THE REQUEST
Write out each line of the listing as it stands, without the images.

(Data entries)
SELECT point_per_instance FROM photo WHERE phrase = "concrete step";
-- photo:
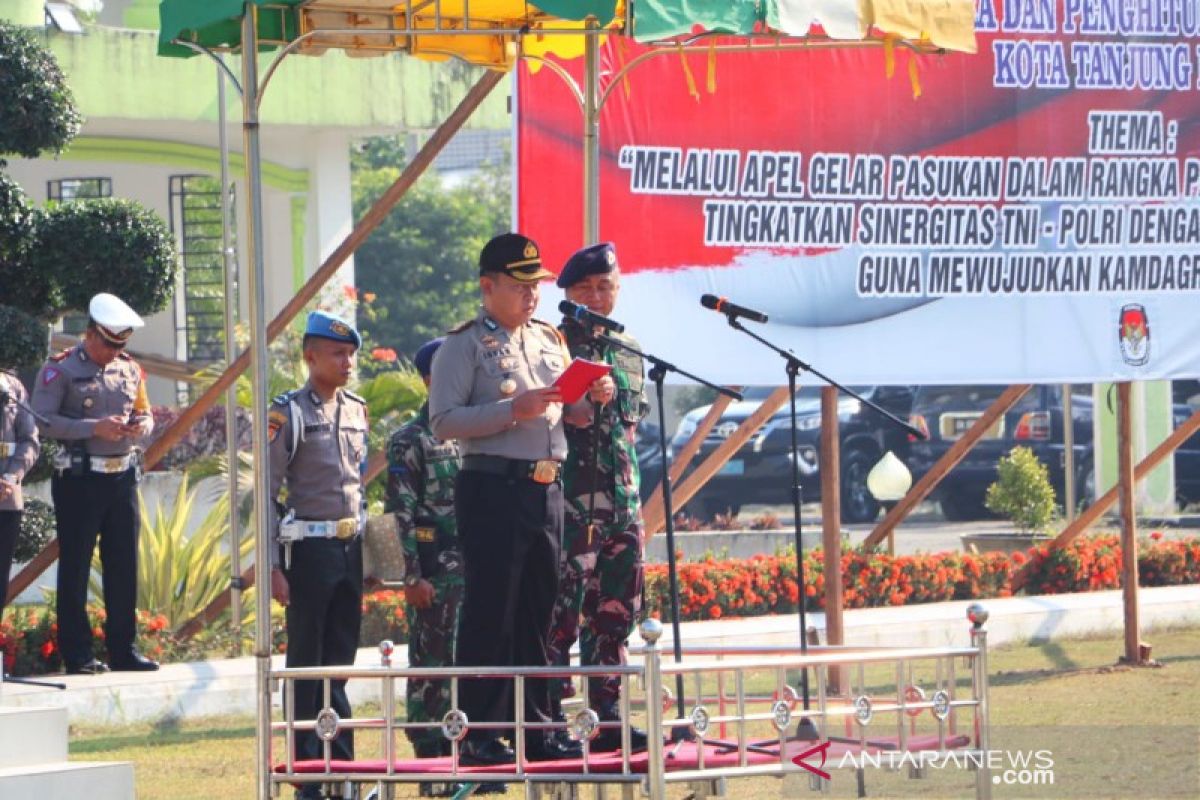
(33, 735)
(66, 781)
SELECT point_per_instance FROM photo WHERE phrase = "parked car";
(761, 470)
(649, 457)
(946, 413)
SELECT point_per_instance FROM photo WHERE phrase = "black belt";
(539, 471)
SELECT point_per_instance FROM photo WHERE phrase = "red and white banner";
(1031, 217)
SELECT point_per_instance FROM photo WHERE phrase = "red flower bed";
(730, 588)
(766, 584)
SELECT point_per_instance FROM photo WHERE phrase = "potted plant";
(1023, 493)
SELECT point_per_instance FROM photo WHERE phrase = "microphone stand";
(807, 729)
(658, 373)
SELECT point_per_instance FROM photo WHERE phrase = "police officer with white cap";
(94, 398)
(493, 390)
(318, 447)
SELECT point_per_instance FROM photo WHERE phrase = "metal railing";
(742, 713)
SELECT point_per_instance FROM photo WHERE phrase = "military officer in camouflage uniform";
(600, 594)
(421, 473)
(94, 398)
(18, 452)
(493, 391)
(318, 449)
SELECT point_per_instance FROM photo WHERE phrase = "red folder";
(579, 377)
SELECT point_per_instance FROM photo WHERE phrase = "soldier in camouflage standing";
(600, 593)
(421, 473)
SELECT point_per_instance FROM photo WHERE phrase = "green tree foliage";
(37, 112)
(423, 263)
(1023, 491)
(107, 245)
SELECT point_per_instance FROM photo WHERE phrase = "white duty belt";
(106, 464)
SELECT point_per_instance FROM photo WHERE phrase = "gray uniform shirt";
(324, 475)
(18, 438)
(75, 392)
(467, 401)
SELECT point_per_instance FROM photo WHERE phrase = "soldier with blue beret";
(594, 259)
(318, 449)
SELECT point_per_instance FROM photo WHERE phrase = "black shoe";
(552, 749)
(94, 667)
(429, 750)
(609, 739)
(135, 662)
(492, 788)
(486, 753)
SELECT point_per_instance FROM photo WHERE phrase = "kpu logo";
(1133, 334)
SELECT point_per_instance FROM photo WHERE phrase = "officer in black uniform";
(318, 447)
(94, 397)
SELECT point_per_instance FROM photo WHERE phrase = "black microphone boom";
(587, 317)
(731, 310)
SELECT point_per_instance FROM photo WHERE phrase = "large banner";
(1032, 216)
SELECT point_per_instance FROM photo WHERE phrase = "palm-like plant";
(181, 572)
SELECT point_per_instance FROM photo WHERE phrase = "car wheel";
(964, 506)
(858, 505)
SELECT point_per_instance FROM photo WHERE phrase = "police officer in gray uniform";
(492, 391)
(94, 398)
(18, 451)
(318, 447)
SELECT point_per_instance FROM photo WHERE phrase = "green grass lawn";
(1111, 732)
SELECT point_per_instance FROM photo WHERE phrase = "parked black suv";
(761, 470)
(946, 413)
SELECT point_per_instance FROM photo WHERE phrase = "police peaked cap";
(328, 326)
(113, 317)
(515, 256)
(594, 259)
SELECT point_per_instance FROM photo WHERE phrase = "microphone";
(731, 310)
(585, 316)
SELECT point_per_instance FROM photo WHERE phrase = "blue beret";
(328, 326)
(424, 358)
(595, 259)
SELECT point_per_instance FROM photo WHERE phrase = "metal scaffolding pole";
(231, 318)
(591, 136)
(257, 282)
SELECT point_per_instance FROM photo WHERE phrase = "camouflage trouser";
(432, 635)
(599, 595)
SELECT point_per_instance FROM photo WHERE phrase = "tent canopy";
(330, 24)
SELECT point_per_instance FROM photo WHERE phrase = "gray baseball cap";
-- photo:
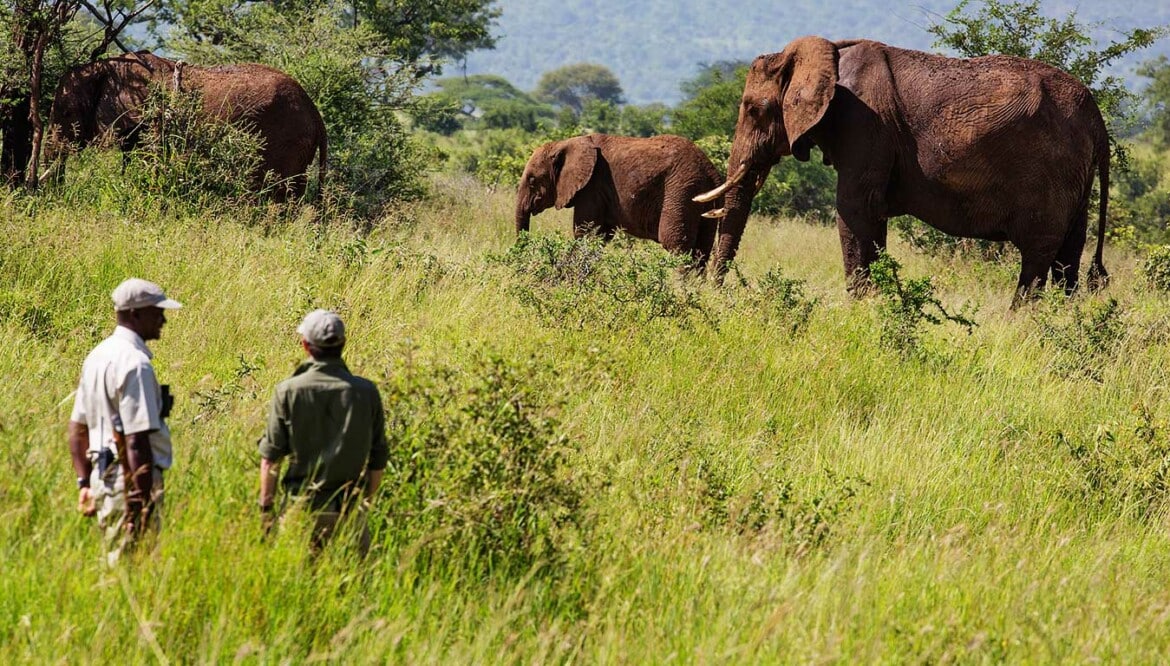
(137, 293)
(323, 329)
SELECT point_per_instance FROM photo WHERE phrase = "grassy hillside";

COMPLETE RESPONSE
SELECT point_per_instance FROM photo WHERE phrase = "concrete step";
-- photo:
(33, 735)
(66, 781)
SELECT point_per_instance FROM photo WHERE phrase = "parked car";
(761, 470)
(649, 457)
(946, 413)
SELECT point_per_instance FROM photo WHERE phrase = "black belt";
(539, 471)
SELECT point_per_instance FROM photo WHERE phrase = "red and white banner";
(1031, 217)
SELECT point_per_instance FROM photo WHERE phrase = "red flower bed";
(730, 588)
(766, 584)
SELECT point_per_instance FROM photo WHERE phrase = "potted plant";
(1023, 493)
SELECT point_per_instance FROM photo WHERE phrase = "microphone stand";
(807, 729)
(658, 373)
SELECT point_per_instance FROM photo WHERE phrase = "police officer with white cap";
(94, 398)
(493, 390)
(318, 447)
SELECT point_per_instance FROM photo WHERE phrase = "metal railing";
(742, 713)
SELECT point_per_instance FROM photo WHERE phrase = "military officer in camouflage uniform";
(600, 594)
(421, 473)
(94, 398)
(18, 452)
(493, 391)
(318, 449)
SELECT point_per_instance FROM photo WHERE phrase = "red folder";
(579, 377)
SELECT point_per_instance FROM photo WHERE phrase = "soldier in camouflage standing";
(600, 593)
(421, 473)
SELECT point_per_instance FROM photo WHERE phrase = "green tree foliage";
(37, 112)
(423, 263)
(1023, 491)
(107, 245)
SELECT point_per_instance FROM photo WHERE phrase = "white duty belt";
(106, 464)
SELECT point_per_instance FROM photo WHERE phrase = "gray uniform shirt";
(324, 475)
(18, 438)
(75, 392)
(467, 401)
SELECT point_per_instance FROM photo WHERE phrase = "soldier with blue beret";
(594, 259)
(318, 449)
SELECT point_per_instance FROM photo WHERE phrase = "black shoe";
(552, 749)
(94, 667)
(429, 750)
(609, 739)
(135, 662)
(492, 788)
(486, 753)
SELECT point_per_instance FROM photo WHERE phrase = "kpu logo";
(1133, 334)
SELECT point_per_instance FROM photo WHERE phrase = "officer in black uniform";
(318, 447)
(94, 397)
SELECT point_per_instance FROM photo WHERE phrase = "black microphone boom";
(587, 317)
(731, 310)
SELECT point_per_instance FROM photo WHERE phrase = "large banner";
(1032, 216)
SELECT point_per_instance FROM photo WHERE phrase = "palm-like plant";
(181, 572)
SELECT point_per_instance FROM photo WHERE phrase = "car wheel";
(964, 506)
(858, 505)
SELECT point_per_instance FROM photo WHERE phrase = "police officer in gray uniform";
(492, 391)
(94, 398)
(18, 451)
(318, 447)
SELECT point_per_instance FROM photo WHERE phrase = "green grass lawn";
(1111, 732)
SELECT point_per_instance FROM photo WHERE phrase = "parked black suv";
(761, 470)
(946, 413)
SELECT point_per_instance FROM photo WHERE phrase = "police peaked cap";
(328, 326)
(113, 317)
(515, 256)
(594, 259)
SELECT point_per_instance FROM photo WHERE phrase = "microphone";
(731, 310)
(585, 316)
SELECT point_per_instance FROM photo WHERE phrase = "blue beret";
(328, 326)
(424, 358)
(595, 259)
SELECT point_per_instance FROM photo WHERE phrase = "metal scaffolding pole";
(231, 318)
(591, 136)
(257, 282)
SELECT point_per_instance FROM photo WHERE phrase = "camouflage trouser";
(432, 635)
(599, 595)
SELECT point_per_instance FROM photo WHERE phrase = "tent canopy";
(330, 24)
SELECT point_per_instance FROM photo WHERE phrase = "gray baseball cap";
-- photo:
(137, 293)
(323, 329)
SELECT point_per_instance FROM photo WHERE phrase = "grassy hillside";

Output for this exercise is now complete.